**Text shown**
|---|

Come December, you’ll see a new API oil classification with lower-viscosity parameters designed to be used in the next generation of fuel-efficient engines. In fact, you’ll see two different oil categories.
This splitting of the oil category means a lot of fleets will need to do some careful planning about their oil strategies going forward. While you’re doing that, you should take into account the findings of a new report from the group Trucking Efficiency about using lower-viscosity oils for fuel savings in your existing engines.
The new oil category
Earlier this year, the American Petroleum Institute approved the two new diesel engine oil standards, API CK-4 and FA-4. They will first appear in the API Service Symbol “Donut” on Dec 1. The new oil categories were the results of a years-long process to develop new standards and tests, a process during which the new oils were known as PC-11.
It’s really the first time we’ve had two different oil categories. That’s because FA-4 was designed for use in new 2017-model engines that are required to get better fuel economy for lower greenhouse gas emissions.
While lower-viscosity oils, in general, have been shown to improve fuel economy, the FA-4 oils must perform to a more stringent “high-temp/high-shear” viscosity test to stand up to the more punishing environment in the new engines.
The different viscosity parameters needed in these oils generally won’t work well in older engines, so in general, FA-4 oils are not considered backward-compatible. That’s why the CK-4 category was developed, to designate oils that will better protect existing diesel engines.
Most truck and engine makers will likely recommend truck owners that are currently using CJ-4 engine oils start using CK-4 oils as soon as they are available, says API.
But within that CK-4 category, you’ll still be able to get lower-viscosity, fuel-saving oils for your current engines. In fact, a new report concludes that most fleets should look at adopting lower-viscosity engine oils for fuel savings.
Low-viscosity oils for fuel savings
The latest Confidence Report from Trucking Efficiency, a collaborative effort of the North American Council for Freight Efficiency and Carbon War Room, finds that Class 8 over-the-road fleets can realistically expect fuel savings in the range of 0.5% to 1.5% by switching from 15W-40 to 5W-30 or 10W-30 engine oil. (When the new FA-4 oil comes online, the report says it’s expected to add a further 0.4–0.7% of fuel savings.)
Since 2003, the report found, fleets have been ramping up their investment in lower viscosity lubricants. However, adoption rates, even among the most efficiency-conscious fleets, only recently crossed 40%, while the adoption rates for the industry as a whole remain at only about 20%.
The report combines research, conversations at trucking industry events, and interviews with fleets, truck OEMs, oil manufacturers, and certifying bodies.
Misperceptions may have hindered the wide-scale adoption of lower-viscosity oils so far, notes the report. There is a generally held belief that heavier, or “thicker,” engine oil protects engines better. But modern engines subject oil to a variety of temperature and lubricating conditions, and the ability of the engine oil to perform under these conditions depends on many more factors than simply the oil’s viscosity, notes the report.
Before any particular engine oil is approved, both the engine OEM and the oil suppliers will have tested it extensively. All approved engine oils meet the durability requirements of every major OEM, regardless of viscosity, and all major North American engine OEMs have approved lower-viscosity 5W/10W-30 engine oil for over-the-road applications.

|---|

Reproduce the passage of the engine oil article between "While lower-viscosity oils, in" and "the new engines.", inclusive.

Excerpts from a point labeling dataset:
|---|

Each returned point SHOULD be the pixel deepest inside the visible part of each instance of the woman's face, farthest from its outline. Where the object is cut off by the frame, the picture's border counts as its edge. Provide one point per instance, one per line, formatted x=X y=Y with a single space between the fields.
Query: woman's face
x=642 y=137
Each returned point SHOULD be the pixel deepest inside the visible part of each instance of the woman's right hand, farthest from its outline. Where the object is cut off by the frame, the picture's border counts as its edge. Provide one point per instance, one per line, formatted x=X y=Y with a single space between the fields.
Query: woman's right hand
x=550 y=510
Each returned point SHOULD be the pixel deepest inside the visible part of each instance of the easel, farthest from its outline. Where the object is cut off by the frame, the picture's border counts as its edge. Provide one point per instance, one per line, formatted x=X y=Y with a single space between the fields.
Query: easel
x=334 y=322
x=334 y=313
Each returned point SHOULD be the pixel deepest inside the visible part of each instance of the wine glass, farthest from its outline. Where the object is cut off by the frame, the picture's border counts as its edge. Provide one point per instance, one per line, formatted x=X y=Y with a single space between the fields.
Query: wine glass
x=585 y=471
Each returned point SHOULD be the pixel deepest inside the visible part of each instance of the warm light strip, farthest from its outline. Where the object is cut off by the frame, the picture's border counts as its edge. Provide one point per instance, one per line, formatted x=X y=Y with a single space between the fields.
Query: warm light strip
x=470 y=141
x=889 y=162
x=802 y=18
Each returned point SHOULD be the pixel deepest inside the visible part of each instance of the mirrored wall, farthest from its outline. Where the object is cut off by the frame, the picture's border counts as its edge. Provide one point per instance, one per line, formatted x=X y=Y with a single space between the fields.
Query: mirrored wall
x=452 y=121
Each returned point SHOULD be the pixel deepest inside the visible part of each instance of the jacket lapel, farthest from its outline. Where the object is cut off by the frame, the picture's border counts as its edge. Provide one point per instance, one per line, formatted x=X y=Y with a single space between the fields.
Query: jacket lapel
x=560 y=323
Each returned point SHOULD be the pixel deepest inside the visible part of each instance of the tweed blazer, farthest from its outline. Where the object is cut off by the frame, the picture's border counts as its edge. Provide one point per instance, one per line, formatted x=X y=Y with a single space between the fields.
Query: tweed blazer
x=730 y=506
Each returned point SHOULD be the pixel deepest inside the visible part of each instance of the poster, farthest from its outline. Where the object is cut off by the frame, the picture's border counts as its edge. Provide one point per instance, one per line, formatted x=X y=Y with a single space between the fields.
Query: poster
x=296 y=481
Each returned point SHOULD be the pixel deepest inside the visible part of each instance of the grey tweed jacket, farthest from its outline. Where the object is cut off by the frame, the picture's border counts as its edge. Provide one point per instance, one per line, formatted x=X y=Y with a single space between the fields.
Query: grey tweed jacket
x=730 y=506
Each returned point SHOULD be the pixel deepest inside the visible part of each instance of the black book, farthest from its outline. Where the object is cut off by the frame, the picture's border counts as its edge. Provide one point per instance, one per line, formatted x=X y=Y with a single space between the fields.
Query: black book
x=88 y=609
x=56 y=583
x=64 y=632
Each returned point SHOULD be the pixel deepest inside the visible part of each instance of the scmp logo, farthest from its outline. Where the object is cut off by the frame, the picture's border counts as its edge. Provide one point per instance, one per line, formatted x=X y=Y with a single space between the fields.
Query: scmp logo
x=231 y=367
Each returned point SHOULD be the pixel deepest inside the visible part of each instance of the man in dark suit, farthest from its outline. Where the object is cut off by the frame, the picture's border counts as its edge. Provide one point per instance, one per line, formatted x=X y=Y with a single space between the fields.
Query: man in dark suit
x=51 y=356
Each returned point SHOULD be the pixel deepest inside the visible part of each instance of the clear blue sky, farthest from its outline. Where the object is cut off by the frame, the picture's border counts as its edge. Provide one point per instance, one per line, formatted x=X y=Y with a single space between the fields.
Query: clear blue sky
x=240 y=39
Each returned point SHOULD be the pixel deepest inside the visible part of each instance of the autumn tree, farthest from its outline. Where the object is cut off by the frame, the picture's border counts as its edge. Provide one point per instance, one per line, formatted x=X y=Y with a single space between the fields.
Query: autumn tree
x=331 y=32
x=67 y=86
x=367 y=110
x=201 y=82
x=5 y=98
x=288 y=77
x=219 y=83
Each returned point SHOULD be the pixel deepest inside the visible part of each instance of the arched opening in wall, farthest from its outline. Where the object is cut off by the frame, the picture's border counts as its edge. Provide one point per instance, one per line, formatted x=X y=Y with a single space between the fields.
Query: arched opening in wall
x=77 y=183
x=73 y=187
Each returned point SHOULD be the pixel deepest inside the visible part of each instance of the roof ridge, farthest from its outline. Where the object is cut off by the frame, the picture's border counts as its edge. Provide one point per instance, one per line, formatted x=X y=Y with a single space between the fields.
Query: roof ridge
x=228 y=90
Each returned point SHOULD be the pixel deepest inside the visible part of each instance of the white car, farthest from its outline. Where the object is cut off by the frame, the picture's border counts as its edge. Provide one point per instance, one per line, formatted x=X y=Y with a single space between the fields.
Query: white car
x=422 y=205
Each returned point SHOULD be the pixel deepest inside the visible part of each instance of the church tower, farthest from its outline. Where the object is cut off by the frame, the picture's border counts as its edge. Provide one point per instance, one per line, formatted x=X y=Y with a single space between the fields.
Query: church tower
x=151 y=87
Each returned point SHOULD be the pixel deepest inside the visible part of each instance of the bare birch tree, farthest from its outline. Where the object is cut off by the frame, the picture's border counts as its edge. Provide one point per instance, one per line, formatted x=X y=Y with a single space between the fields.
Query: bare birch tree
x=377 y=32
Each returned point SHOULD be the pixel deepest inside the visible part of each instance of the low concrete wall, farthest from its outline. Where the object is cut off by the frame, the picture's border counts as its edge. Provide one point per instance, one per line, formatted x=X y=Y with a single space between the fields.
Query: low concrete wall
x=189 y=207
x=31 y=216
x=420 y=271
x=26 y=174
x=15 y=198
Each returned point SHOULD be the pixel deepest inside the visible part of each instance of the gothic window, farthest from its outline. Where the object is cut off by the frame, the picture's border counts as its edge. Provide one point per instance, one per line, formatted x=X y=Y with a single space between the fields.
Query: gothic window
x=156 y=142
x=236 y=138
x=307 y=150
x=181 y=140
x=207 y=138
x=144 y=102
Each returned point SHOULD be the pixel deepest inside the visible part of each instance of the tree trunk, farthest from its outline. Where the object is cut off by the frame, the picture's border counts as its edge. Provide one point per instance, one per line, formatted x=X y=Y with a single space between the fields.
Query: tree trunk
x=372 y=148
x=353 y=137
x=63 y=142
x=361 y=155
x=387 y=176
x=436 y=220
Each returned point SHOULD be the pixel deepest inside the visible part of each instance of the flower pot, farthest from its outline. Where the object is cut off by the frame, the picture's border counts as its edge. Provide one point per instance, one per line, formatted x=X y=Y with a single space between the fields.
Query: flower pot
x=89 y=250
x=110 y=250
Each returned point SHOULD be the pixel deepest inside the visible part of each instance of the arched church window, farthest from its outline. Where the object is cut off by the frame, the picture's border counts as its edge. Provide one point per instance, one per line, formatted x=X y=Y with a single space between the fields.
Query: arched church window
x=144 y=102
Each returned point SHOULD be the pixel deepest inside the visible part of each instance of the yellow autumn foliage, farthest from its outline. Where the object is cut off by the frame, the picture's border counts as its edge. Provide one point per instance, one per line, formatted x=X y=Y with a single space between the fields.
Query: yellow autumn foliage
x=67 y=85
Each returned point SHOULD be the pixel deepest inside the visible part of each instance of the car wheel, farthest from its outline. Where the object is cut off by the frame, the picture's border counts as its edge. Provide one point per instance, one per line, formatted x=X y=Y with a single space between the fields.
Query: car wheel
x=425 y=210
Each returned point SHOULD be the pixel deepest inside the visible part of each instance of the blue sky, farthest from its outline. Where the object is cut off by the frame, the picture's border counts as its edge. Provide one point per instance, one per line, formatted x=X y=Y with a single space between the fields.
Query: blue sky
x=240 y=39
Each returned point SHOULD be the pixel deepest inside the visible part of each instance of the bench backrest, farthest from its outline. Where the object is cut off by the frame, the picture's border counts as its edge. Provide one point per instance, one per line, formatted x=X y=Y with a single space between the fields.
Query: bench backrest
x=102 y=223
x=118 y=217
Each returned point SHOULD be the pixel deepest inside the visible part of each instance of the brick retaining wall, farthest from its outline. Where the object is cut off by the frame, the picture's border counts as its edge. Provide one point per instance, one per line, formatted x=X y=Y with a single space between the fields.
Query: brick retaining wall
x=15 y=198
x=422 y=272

|---|

**Output for this task**
While lower-viscosity oils, in general, have been shown to improve fuel economy, the FA-4 oils must perform to a more stringent “high-temp/high-shear” viscosity test to stand up to the more punishing environment in the new engines.